### Task brief
Count the lines of the entries that contain the string "baby" and give only that number.

--- Start of Extracted records ---

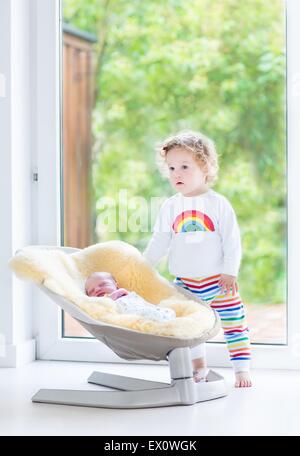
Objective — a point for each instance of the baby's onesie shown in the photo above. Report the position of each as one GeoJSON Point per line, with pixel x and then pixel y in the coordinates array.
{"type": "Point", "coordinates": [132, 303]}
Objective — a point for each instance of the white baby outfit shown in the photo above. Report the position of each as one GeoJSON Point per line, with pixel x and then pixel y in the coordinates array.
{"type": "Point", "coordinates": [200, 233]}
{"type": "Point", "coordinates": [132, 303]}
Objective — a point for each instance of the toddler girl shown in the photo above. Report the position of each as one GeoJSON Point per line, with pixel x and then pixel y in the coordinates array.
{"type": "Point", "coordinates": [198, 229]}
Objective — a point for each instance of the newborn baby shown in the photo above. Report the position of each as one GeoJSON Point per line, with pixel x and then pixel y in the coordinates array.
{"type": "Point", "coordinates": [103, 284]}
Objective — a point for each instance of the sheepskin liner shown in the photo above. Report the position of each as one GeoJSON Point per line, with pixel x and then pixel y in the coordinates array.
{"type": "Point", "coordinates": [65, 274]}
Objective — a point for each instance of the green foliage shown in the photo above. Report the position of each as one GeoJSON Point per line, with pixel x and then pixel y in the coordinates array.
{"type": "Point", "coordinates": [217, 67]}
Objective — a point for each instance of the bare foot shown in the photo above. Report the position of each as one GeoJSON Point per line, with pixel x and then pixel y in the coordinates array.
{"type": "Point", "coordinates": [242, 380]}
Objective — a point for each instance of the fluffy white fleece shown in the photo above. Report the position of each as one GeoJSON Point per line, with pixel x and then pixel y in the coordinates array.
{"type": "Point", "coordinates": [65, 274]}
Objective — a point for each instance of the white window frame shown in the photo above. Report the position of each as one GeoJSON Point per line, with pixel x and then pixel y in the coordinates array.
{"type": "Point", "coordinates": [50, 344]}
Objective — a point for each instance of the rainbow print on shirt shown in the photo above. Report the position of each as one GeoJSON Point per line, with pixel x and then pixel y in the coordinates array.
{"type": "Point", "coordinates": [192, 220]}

--- End of Extracted records ---
--- Start of Extracted records ---

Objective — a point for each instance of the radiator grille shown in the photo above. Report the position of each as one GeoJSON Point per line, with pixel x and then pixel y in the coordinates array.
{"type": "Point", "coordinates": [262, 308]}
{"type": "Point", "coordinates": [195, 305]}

--- End of Extracted records ---

### Finished task
3